*Texto extraído*.
Ex-diretora do Museu de Arte da Pampulha, Priscila Freire mantém o verde da chácara Santa Eulália, com 53 mil m², divisa dos bairros São Bernardo e São Tomé (Norte), onde vive desde os anos 60. “Não vou deixar jogar fora o trabalho que meu pai começou na década de 30. Tive muito problema com gente que põe fogo no mato, mas tenho a obrigação de preservar esse espaço para a cidade”.

Dono de chácara com potencial desconhece benefício

O texto da lei municipal é considerado ideal. Proteger qualquer porção de verde é importante, destaca o biólogo Francisco Mourão, da Associação Mineira de Defesa do Ambiente (Amda), que mantém brigada contra queimadas no vetor sul da capital. “Falta divulgação para estimular novas adesões. Ninguém tem informação sobre a lei”, critica.

Mourão alerta que outras áreas particulares deveriam ser protegidas, porque Belo Horizonte tem malha urbana adensada. Segundo ele, falta à prefeitura identificar as áreas importantes para preservação e desenvolver ações de convencimento. “Não é só baixar uma norma. O pessoal tem de ir a campo”.

Uma dessas áreas fica no bairro Santa Terezinha, a um quilômetro da orla da Pampulha. A chácara da família Borges, de 4,5 mil m², tem nascentes e árvores nativas, como jatobás e ipês.

Os donos contam que nunca foram procurados para tratar da proposta de criação da RPE. “A prefeitura cobra mais de R$ 5 mil de IPTU, mas a gente nem sabia da lei. Poderia vir um aviso no rodapé do boleto bancário”, sugere o administrador de empresas Júlio Jorge Borges.

*Rótulos de pontos dos objetos*.
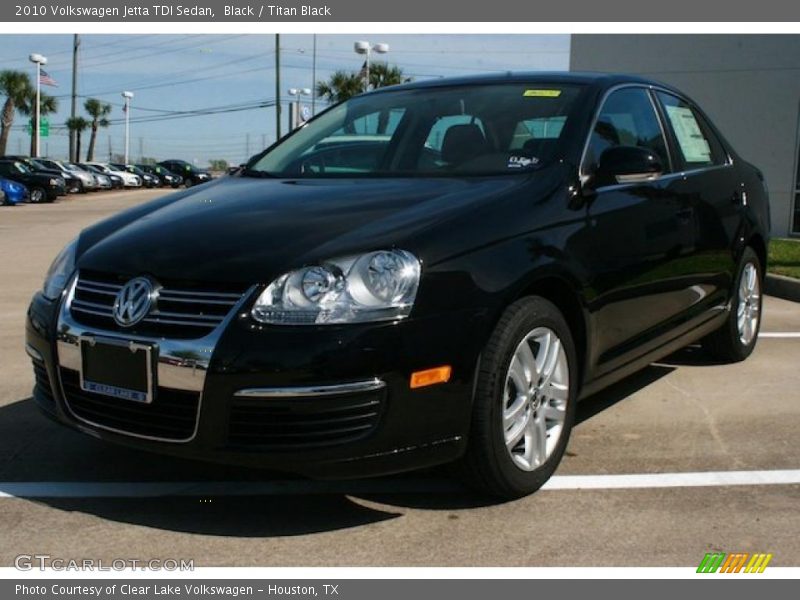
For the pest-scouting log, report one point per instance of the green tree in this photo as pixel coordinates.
(99, 112)
(218, 164)
(384, 75)
(47, 105)
(16, 87)
(340, 86)
(78, 125)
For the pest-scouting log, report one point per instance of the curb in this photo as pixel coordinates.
(780, 286)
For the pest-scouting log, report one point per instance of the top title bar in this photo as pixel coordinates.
(283, 11)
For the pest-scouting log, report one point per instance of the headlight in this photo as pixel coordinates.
(377, 286)
(59, 272)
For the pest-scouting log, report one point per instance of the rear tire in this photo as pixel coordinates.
(527, 385)
(736, 339)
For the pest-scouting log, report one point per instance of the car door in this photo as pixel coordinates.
(638, 236)
(710, 187)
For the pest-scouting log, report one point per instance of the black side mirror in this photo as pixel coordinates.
(627, 164)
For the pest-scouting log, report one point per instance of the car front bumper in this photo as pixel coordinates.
(283, 398)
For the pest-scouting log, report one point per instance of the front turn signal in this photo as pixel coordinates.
(431, 376)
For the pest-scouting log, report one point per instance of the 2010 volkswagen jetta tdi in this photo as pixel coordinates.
(429, 273)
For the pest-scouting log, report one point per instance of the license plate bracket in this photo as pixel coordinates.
(118, 368)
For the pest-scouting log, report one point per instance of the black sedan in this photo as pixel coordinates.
(190, 174)
(166, 177)
(497, 249)
(43, 187)
(36, 165)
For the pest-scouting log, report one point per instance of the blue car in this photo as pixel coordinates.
(14, 192)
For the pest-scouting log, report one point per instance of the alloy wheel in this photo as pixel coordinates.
(749, 307)
(535, 398)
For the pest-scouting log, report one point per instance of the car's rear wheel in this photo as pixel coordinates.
(525, 401)
(736, 339)
(37, 195)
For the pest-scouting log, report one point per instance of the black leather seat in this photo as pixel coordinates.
(462, 143)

*Objetivo da tarefa*.
Prossiga o texto sobre a preservação de áreas verdes particulares em Belo Horizonte a partir da última frase apresentada.

*Resultado*.
Motivo

Secretário de Meio Ambiente à época da criação das leis, o diretor da Copasa João Bosco Senra aponta a ausência de divulgação ao baixo número de reservas particulares. “A maioria foi criada quando eu estava na secretaria”, aponta.

As RPEs da capital estão dispersas nos bairros São Bernardo e Jaqueline (Norte), Engenho Nogueira (Noroeste), Braúnas (Pampulha), Candelária e São João Batista (Venda Nova) e Mangabeiras (Centro-Sul). Oito RPEs (210 mil m²) estão em situação regular e duas (865 m²) passam por “reavaliação de suas condições de preservação”.

De acordo com a SMMA, em 2013, foi iniciado um amplo projeto de divulgação. Foi feito um mapeamento em fotos aéreas de Belo Horizonte dos pontos onde há resquícios de vegetação. No mesmo ano, iniciou-se um trabalho corpo a corpo, com abordagem aos proprietários de imóveis passíveis de serem transformados em RPEs.

A prefeitura não informou o valor das isenções concedidas em função das reservas particulares.

Legislativo

Na Câmara Municipal, tramitam sete propostas de iniciativa dos vereadores para beneficiar cidadãos conscientes de que preservar a natureza é o melhor investimento para a qualidade de vida nos centros urbanos.

O projeto de lei (PL) 7/13, do vereador Adriano Ventura (PT), prevê benefício tributário aos contribuintes que atuarem na preservação, proteção e recuperação do meio ambiente, por meio do Programa de Incentivo ao Desconto no IPTU.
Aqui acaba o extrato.